(Extracted records)
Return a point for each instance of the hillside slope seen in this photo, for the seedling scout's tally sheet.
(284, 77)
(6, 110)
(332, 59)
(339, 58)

**WHAT THE TASK ASKS:** Copy the items again, switching "hillside" to "grassy" and leaving everything else unchanged.

**TASK SOLUTION:**
Return a point for each instance of the grassy slope seen in this photo, for the seedling scout's tally sheet.
(284, 77)
(6, 110)
(332, 59)
(339, 58)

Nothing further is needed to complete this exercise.